▸ Entries supplied
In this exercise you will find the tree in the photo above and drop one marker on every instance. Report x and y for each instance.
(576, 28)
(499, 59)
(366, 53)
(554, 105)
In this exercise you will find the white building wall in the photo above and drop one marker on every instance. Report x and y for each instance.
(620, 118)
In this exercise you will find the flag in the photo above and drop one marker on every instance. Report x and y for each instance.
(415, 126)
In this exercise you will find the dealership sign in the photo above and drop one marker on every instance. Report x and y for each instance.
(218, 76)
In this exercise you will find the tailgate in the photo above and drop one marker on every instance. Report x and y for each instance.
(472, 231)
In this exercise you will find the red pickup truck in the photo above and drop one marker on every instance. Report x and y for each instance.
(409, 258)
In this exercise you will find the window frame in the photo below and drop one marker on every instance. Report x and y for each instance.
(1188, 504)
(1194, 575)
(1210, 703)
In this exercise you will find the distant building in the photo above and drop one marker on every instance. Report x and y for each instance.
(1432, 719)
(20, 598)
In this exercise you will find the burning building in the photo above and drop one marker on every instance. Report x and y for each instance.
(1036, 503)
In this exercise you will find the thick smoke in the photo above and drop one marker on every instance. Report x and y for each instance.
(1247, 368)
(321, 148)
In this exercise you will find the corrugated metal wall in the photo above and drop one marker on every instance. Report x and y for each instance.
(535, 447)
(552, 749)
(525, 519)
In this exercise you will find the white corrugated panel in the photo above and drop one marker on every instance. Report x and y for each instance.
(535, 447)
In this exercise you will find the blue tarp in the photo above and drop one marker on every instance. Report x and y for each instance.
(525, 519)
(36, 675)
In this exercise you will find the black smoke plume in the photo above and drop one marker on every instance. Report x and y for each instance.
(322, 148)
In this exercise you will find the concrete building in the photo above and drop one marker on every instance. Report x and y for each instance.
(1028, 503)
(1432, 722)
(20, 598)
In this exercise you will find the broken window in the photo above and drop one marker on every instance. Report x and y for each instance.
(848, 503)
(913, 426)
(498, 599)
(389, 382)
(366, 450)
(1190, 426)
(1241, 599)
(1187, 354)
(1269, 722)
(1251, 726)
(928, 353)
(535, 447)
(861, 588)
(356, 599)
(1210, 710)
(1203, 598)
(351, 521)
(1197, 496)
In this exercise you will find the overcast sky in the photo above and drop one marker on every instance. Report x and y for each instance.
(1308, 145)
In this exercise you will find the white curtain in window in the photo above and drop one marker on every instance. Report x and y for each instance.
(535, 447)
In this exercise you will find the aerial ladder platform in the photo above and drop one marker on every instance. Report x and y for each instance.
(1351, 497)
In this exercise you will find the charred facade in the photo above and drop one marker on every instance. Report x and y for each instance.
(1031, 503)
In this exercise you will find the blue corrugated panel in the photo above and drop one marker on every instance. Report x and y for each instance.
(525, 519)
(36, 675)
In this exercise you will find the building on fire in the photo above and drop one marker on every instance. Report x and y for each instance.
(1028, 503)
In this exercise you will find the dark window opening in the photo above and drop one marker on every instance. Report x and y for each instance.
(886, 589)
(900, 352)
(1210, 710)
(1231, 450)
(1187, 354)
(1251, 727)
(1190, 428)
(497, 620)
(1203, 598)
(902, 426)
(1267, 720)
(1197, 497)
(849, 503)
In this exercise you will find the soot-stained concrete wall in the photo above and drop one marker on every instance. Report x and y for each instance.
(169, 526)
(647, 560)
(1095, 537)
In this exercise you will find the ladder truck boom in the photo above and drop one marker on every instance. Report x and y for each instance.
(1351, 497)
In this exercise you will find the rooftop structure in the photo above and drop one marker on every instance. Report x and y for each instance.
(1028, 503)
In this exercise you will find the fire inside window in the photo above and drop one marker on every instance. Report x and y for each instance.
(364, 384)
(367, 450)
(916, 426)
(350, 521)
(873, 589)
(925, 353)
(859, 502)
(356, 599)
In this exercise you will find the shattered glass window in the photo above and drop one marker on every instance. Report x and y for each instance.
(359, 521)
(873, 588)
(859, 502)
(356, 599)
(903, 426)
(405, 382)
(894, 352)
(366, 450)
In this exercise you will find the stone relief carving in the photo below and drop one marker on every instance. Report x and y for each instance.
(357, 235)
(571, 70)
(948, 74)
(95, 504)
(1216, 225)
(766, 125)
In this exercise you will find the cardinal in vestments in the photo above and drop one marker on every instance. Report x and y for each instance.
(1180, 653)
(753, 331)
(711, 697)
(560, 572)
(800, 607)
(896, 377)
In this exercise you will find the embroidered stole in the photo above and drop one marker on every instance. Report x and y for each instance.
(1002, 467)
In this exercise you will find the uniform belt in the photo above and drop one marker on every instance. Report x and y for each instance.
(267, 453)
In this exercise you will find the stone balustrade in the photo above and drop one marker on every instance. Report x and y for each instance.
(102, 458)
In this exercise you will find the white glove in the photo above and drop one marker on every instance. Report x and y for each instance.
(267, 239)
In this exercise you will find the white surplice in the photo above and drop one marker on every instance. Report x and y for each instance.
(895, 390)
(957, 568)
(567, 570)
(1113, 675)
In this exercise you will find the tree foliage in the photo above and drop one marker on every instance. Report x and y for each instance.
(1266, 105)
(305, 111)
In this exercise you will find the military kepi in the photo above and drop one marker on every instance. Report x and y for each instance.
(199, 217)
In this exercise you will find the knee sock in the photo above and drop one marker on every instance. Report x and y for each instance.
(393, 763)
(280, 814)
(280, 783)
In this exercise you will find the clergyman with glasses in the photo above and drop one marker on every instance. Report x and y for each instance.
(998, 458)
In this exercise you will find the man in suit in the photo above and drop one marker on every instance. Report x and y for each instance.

▸ To be done
Copy every entry above again, switching "drop one marker" to "place one pin" and keeping everything else the same.

▸ Final answer
In this exercise you will find the tree in the photo above and place one pin on every instance. Report x and y for each instance.
(576, 28)
(499, 59)
(366, 53)
(554, 105)
In this exercise you will find the white building wall in the photo above and place one pin on every instance. Report x and y for each instance.
(620, 118)
In this exercise you will find the flag in the photo above and place one pin on every instance. Report x and y for each instance.
(415, 126)
In this exercise you will find the dealership sign in the photo above and place one pin on every instance. Report x and y for each instance.
(218, 76)
In this exercise you will find the tailgate in the photo above and place one pin on every instance. Report x and y for each instance.
(472, 231)
In this exercise you will find the red pickup truck in the photo above and place one pin on every instance. Report x and y for each instance.
(409, 258)
In this exercise you will find the window frame in the photo below and place one pin on every instance. Report x and y for each instance.
(1188, 504)
(1194, 575)
(1210, 703)
In this exercise you will find the distant building in the photo above and place one pin on every instance. Report x and y for each instance.
(1432, 719)
(20, 598)
In this exercise you will find the burning building in the photo above and place one pin on every instance. Report x and y for each instance.
(1036, 503)
In this exercise you will find the thick smoke in the photo above and place one pin on every instance. Report x and y for each instance.
(1247, 368)
(321, 148)
In this exercise you will find the corrugated metal wall in the photo above and place one pin on every instance. Report x and y for each instance.
(535, 447)
(552, 749)
(525, 519)
In this exercise you will find the white corrugated panel in the photo above and place one pin on every instance. Report x and y for each instance.
(535, 447)
In this exercise you will find the blue tarp in the photo above and place one pin on every instance. Report x and y for each instance.
(525, 519)
(36, 675)
In this exercise you will find the black smoke plume in the photo above and place one pin on every instance. Report x and y for each instance.
(322, 148)
In this exercise you will find the concrete building in the photo above and place one pin on every instance. Report x and y for each instance.
(1028, 503)
(1432, 722)
(20, 598)
In this exercise you will find the broken window in the photo above and place one pin on every instance. Report x and y for each instance.
(848, 503)
(913, 426)
(498, 599)
(389, 382)
(366, 450)
(1190, 426)
(1241, 599)
(1187, 354)
(1269, 722)
(1251, 726)
(928, 353)
(535, 447)
(861, 588)
(356, 599)
(1210, 710)
(1203, 598)
(351, 521)
(1197, 496)
In this exercise you will find the overcast sky in the photo above and place one pin on every instance. Report x and y for each instance.
(1308, 145)
In this exercise you will find the white curtain in window in the photo above and place one pin on every instance. Report x and y for each instance.
(535, 447)
In this exercise you will find the aerial ladder platform in the photo above and place one pin on every instance. Report x and y for each instance.
(1351, 497)
In this exercise you will find the charred facade in the photo above and place one pin on every instance. Report x and y for each instance.
(1031, 503)
In this exercise you will find the blue corrugated panel in the photo above and place one pin on every instance. Report x and y for each instance.
(525, 519)
(36, 675)
In this exercise you will find the building on fire in the photo above and place one pin on every instance. Report x and y for each instance.
(1028, 503)
In this exercise you will find the dark window opening in the photo above and place one pin on every instance. Report x and y for each instance.
(886, 589)
(900, 352)
(1210, 710)
(1231, 450)
(1187, 354)
(1251, 727)
(1190, 428)
(497, 620)
(1203, 598)
(902, 426)
(1267, 720)
(1197, 497)
(849, 503)
In this exercise you will find the soot-stained concrete wall in the photo above and place one pin on every instance. Report x and y for each instance.
(169, 526)
(647, 560)
(1095, 537)
In this exercise you will find the ladder truck boom in the photo above and place one pin on every instance. Report x and y for each instance.
(1351, 497)
In this exercise you will find the rooftop structure in the photo above and place one pin on every instance. Report x and y for each instance.
(1028, 503)
In this exercise you will find the fire inside window in the photo above and place one pin on every instance. Report x and y for each instance.
(364, 384)
(367, 450)
(916, 426)
(350, 521)
(873, 589)
(925, 353)
(859, 502)
(356, 599)
In this exercise you will find the shattered glass window in the photo above and place one pin on every instance. Report x and y for each instance.
(359, 521)
(873, 588)
(859, 502)
(356, 599)
(903, 426)
(405, 382)
(894, 352)
(366, 450)
In this exercise you will find the stone relief carving in the photo below and place one pin on every instance. Report x and y for each instance.
(357, 235)
(571, 70)
(948, 74)
(95, 504)
(1216, 225)
(766, 125)
In this exercise you will find the cardinal in vestments in the photo above and place one pin on every instance. Report x and y for each instance.
(1180, 653)
(753, 331)
(711, 697)
(560, 572)
(800, 607)
(896, 377)
In this exercise you will find the embroidered stole in the photo above and place one pin on every instance. Report x and y for each instance.
(1002, 467)
In this exercise you will find the uniform belt in the photo above and place one pin on every instance. Report x and y for each instance.
(267, 453)
In this exercise you will find the stone balustrade in the photo above and place one pin on every instance. Report x and y for each instance.
(102, 458)
In this exercise you will find the white glove in the photo above and place one pin on every instance. Report x and y for each instance.
(267, 239)
In this exercise you will find the white surplice in the photo above and place one pin on every instance. Report x and y for each instance.
(895, 390)
(957, 568)
(567, 570)
(1113, 675)
In this exercise you will find the tree foliage in the photo above and place one pin on every instance. Report x and y for each instance.
(1266, 105)
(305, 111)
In this exercise you will find the military kepi in the photo above and place one pin on every instance. Report x and y for each instance.
(199, 217)
In this exercise you will find the knee sock in the photo above and place one pin on every instance. Report x and y for each instance.
(393, 763)
(280, 814)
(280, 783)
In this exercise you will find the clergyman with glasses in the photo above and place one pin on every instance. Report x and y for each instance.
(998, 458)
In this exercise you will find the man in suit in the photo above and place one pin on every instance. Report x and y for each instance.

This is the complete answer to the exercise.